### [EXERCISE DESCRIPTION]
Word for word, retype every line of the data.

### [PROVIDED DATA]
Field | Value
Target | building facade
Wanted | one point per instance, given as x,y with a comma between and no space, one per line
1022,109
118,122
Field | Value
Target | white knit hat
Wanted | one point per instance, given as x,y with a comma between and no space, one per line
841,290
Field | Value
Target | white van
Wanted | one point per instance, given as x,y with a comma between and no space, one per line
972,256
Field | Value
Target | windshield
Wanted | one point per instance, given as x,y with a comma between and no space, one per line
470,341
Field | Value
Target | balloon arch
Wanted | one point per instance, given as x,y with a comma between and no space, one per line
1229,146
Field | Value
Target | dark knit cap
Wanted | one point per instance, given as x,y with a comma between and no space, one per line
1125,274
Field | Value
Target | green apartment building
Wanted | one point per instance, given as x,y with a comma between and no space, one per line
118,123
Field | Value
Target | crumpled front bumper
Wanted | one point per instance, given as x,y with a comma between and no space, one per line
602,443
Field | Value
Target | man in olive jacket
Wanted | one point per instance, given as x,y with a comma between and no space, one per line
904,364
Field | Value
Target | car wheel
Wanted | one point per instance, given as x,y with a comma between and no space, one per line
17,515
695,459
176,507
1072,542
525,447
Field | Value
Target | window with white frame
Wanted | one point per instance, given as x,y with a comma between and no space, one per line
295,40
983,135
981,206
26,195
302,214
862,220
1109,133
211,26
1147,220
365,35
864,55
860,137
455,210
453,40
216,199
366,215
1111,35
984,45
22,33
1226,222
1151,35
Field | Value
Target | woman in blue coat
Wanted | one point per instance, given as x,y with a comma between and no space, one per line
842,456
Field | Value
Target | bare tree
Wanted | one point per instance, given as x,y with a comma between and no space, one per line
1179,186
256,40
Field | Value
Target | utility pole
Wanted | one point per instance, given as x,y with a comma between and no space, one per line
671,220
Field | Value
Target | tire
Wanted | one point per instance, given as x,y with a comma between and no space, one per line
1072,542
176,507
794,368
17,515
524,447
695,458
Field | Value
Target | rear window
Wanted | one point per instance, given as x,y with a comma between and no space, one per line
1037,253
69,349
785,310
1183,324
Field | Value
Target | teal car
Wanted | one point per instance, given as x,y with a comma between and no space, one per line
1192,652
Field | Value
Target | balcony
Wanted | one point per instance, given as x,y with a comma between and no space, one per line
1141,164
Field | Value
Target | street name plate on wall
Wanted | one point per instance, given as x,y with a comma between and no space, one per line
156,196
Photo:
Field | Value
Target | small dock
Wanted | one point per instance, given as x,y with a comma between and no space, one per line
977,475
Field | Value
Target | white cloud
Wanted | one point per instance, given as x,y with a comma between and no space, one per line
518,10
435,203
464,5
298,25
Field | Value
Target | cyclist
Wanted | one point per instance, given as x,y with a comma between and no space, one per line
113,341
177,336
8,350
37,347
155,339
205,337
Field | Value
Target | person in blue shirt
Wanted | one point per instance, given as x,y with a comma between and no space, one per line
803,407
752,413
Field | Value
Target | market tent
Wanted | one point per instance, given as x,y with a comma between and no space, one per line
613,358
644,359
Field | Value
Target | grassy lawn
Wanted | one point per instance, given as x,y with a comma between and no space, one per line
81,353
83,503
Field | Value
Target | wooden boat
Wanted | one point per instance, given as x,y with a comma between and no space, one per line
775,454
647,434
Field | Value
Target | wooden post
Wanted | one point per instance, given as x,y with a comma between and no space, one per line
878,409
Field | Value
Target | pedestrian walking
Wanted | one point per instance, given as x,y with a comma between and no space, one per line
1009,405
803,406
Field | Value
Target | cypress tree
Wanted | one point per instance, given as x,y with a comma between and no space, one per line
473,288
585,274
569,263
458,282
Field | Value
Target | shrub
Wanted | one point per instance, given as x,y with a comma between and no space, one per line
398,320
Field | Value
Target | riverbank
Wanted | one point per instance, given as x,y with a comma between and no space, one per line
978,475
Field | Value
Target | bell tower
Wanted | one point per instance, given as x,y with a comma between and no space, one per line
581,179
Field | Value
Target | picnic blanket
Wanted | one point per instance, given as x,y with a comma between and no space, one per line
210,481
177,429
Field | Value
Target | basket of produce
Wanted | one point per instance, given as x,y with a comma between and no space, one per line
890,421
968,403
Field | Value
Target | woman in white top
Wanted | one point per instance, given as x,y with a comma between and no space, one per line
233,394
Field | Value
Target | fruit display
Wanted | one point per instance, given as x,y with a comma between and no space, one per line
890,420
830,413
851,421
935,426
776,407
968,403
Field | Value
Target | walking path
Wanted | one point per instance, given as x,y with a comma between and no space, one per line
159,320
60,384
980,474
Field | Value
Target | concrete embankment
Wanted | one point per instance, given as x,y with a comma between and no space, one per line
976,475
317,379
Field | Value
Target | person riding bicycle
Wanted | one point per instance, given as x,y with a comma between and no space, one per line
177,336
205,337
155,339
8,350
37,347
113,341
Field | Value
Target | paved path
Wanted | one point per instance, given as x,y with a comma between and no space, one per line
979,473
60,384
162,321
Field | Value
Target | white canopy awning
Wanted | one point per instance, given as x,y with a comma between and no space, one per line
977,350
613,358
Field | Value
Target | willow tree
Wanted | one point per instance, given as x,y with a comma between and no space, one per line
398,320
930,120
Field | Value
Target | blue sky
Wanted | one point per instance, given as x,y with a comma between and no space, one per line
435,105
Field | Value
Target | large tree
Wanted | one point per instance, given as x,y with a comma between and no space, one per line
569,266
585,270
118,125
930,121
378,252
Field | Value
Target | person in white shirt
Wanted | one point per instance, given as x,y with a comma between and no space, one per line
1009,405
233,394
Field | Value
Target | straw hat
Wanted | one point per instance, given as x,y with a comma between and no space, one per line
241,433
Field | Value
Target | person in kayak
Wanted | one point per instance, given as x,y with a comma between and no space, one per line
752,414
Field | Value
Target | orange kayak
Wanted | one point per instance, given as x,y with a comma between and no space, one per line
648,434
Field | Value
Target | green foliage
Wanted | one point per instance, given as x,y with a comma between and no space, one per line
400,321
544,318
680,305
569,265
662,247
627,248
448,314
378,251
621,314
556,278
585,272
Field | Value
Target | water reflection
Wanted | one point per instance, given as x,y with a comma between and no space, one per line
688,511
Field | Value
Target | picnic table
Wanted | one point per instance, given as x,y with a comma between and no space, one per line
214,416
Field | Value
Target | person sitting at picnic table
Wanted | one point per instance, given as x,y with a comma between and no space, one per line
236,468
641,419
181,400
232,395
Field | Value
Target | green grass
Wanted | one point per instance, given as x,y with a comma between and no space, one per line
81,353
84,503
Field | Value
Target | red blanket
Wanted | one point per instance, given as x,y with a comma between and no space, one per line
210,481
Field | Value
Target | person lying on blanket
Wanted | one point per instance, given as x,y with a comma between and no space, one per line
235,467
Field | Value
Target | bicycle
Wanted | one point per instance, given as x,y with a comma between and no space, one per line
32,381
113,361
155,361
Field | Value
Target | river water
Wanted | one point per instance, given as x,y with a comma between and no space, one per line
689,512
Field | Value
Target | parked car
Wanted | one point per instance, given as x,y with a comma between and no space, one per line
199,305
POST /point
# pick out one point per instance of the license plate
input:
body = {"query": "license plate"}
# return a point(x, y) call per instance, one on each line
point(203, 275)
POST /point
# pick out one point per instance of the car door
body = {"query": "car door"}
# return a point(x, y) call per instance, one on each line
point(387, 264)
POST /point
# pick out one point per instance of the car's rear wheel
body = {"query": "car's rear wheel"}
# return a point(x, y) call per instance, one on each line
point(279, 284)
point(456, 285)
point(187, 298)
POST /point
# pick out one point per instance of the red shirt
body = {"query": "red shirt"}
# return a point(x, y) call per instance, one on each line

### [THE COMPLETED TASK]
Field | Value
Target | building facade
Wanted | one point per instance, given as x,y with a comma between and no space, one per line
1022,109
118,122
Field | Value
Target | white knit hat
Wanted | one point per instance, given as x,y with a comma between and no space, one per line
841,290
Field | Value
Target | white van
Wanted | one point per instance, given as x,y with a comma between and no space, one per line
972,256
Field | Value
Target | windshield
Wanted | one point per instance, given as x,y with a comma between and no space, one per line
470,341
Field | Value
Target | balloon arch
Wanted | one point per instance, given as x,y with a comma between and no space, one per line
1229,146
Field | Value
Target | dark knit cap
Wanted | one point per instance, given as x,y with a comma between and no space, one per line
1125,274
Field | Value
Target | green apartment building
Wanted | one point per instance, given as x,y with a comma between and no space, one per line
118,123
Field | Value
Target | crumpled front bumper
Wanted | one point per instance, given as x,y with a comma between and no space, one per line
602,443
Field | Value
Target | man in olive jacket
Wanted | one point per instance, given as x,y with a comma between and no space, one per line
904,364
Field | Value
Target | car wheel
Wanted | one point per instance, given as x,y with a comma between and no space, one per line
17,515
695,459
176,507
1072,542
525,447
Field | Value
Target | window with white frame
Wanted | one point per instance, given as x,y with a comma between and no space, one per line
295,40
983,135
981,206
26,195
302,214
862,220
1109,133
211,26
1147,220
365,35
864,55
860,137
455,210
453,40
216,199
366,215
1111,35
984,45
22,33
1226,222
1151,35
Field | Value
Target | woman in blue coat
Wanted | one point per instance, given as x,y with a comma between and no space, one per line
842,456
Field | Value
Target | bare tree
Wanted | one point per instance, given as x,y with a comma between and no space, one per line
1179,186
256,40
Field | Value
Target | utility pole
Wanted | one point per instance, given as x,y with a comma between and no space, one per line
671,220
Field | Value
Target | tire
Wanted | one point per instance, given as x,y with a comma between and no space, one per line
1072,542
176,507
794,368
17,515
524,447
695,458
Field | Value
Target | rear window
Wanted | one point per instance, given as x,y with a comma between and no space, one per line
1037,253
69,349
785,310
1183,324
Field | Value
Target | teal car
Wanted | one point per instance, given as x,y with a comma between and no space, one per line
1192,652
Field | Value
Target | balcony
Wanted | one point per instance, given as x,y with a comma between and no space, one per line
1141,164
Field | Value
Target | street name plate on wall
Wanted | one point per instance, given as x,y with a comma between and no space, one per line
156,196
Photo:
Field | Value
Target | small dock
Wanted | one point per instance, given as x,y with a comma between and no space, one per line
977,475
Field | Value
Target | white cloud
Wanted | one point per instance, given as x,y with a comma between and no space, one per line
518,10
435,203
464,5
298,25
Field | Value
Target | cyclist
Wanted | one point per instance, given as x,y with a comma between and no space, one per line
113,341
177,336
8,350
37,347
155,339
205,337
Field | Value
Target | person in blue shirt
Wanted | one point per instance, given as x,y with a comma between and no space, one per line
803,407
752,413
Field | Value
Target | market tent
Wanted | one point per instance, given as x,y with a comma between and no space, one per line
613,358
644,359
Field | Value
Target | grassy lawn
Wanted | one point per instance, given as x,y with a comma between and no space, one per line
81,353
83,503
Field | Value
Target | wooden boat
Wanted | one point per instance, given as x,y with a comma between and no space, one per line
775,454
647,434
Field | Value
Target | wooden post
Wanted | one point per instance, given as x,y with a comma between and no space, one per line
878,409
Field | Value
Target | pedestrian walking
Wanted | one point per instance, given as x,y with a comma between and no space, one per line
1009,405
803,406
Field | Value
Target | cypress tree
Wanted | one point per instance, given as x,y with a comma between and no space, one per line
473,288
585,274
569,263
458,282
Field | Value
Target | shrub
Wanted | one point per instance, given as x,y with a comma between and no space, one per line
398,320
Field | Value
Target | riverbank
Wanted | one point per instance, given as x,y with a comma between and no space, one per line
978,475
Field | Value
Target | bell tower
Wanted | one point per instance, given as x,y with a comma between and no space, one per line
581,179
Field | Value
Target | picnic blanket
Wanted | one point per instance, given as x,y with a comma between and no space, one per line
210,481
177,429
Field | Value
Target | basket of produce
Wanted | one point per instance, given as x,y with a comma between and no space, one per line
890,421
968,403
Field | Value
Target | woman in white top
Wanted | one point per instance, given as x,y with a comma between and no space, one per line
233,394
Field | Value
Target | fruit display
Wanted | one point per instance, given as x,y with a comma between and no space, one per line
890,420
830,413
851,421
935,426
776,407
968,403
Field | Value
Target | walking path
Wanted | one point per instance, given as x,y with a comma between and no space, one per line
159,320
60,384
980,474
Field | Value
Target | concrete embankment
Wanted | one point per instance, given as x,y with a comma between and no space, one per line
976,475
317,379
Field | Value
Target | person riding bicycle
Wanted | one point per instance, given as x,y with a comma between and no space, one per line
177,336
205,337
155,339
8,350
37,347
113,341
Field | Value
Target | paved path
Wanted | one point per instance, given as x,y with a comma between and no space, one per line
979,473
60,384
162,321
Field | Value
Target | white canopy awning
Wanted | one point per instance, given as x,y with a comma between and no space, one per line
977,350
613,358
Field | Value
Target | willow tree
Wanted | one point per instance, given as x,y with a comma between and no space, one per line
398,320
930,120
Field | Value
Target | blue sky
Wanted | one point per instance, given as x,y with a comma between and no space, one per line
435,105
Field | Value
Target | large tree
Wanted | one point per instance, given as x,y with a comma between and no space, one per line
569,266
585,270
118,125
930,121
378,252
Field | Value
Target | person in white shirt
Wanted | one point per instance, given as x,y with a comma between and no space, one per line
1009,405
233,394
Field | Value
Target | straw hat
Wanted | one point per instance, given as x,y with a comma between and no space, one per line
241,433
Field | Value
Target | person in kayak
Wanted | one point per instance, given as x,y with a comma between and no space, one per line
752,414
Field | Value
Target | orange kayak
Wanted | one point per instance, given as x,y with a comma between and no space, one per line
648,434
Field | Value
Target | green foliage
Wanted | one point per instance, given as x,y with a comma between and no space, one per line
400,321
544,318
680,305
569,265
662,247
627,248
448,314
378,251
621,314
556,278
585,272
Field | Value
Target | water reflection
Wanted | one point per instance, given as x,y with a comma between and no space, one per line
688,511
Field | Value
Target | picnic table
Wanted | one point per instance, given as x,y with a comma between and no space, one per line
214,416
Field | Value
Target | person sitting at picnic table
Wanted | one point per instance, given as x,y with a comma between and no space, one per line
236,468
641,419
181,400
232,395
Field | Value
Target | green grass
Wanted | one point per instance, given as x,y with a comma between and no space, one per line
81,353
84,503
Field | Value
Target | red blanket
Wanted | one point per instance, given as x,y with a comma between and no space, one per line
210,481
Field | Value
Target | person lying on blanket
Wanted | one point per instance, given as x,y with a comma between and no space, one per line
235,467
Field | Value
Target | bicycle
Wanted | one point per instance, given as x,y with a comma between and no space, one per line
32,381
113,361
155,361
Field | Value
Target | river water
Wanted | one point per instance, given as x,y with a comma between and no space, one per line
689,512
Field | Value
Target | parked car
Wanted | one point per instance, given as x,y with a comma between and no space, one per line
199,305
POST /point
# pick out one point per instance of the license plate
input:
body = {"query": "license plate"}
# return a point(x, y) call per instance, one on each line
point(203, 275)
POST /point
# pick out one point per instance of the car door
body = {"query": "car door"}
# return a point(x, y) call per instance, one on each line
point(387, 264)
POST /point
# pick out one point per instance of the car's rear wheel
body = {"query": "car's rear wheel"}
# return a point(x, y) call per instance, one on each line
point(279, 284)
point(456, 285)
point(187, 298)
POST /point
# pick out one point per instance of the red shirt
body = {"query": "red shirt"}
# return a point(x, y) call per instance, one on each line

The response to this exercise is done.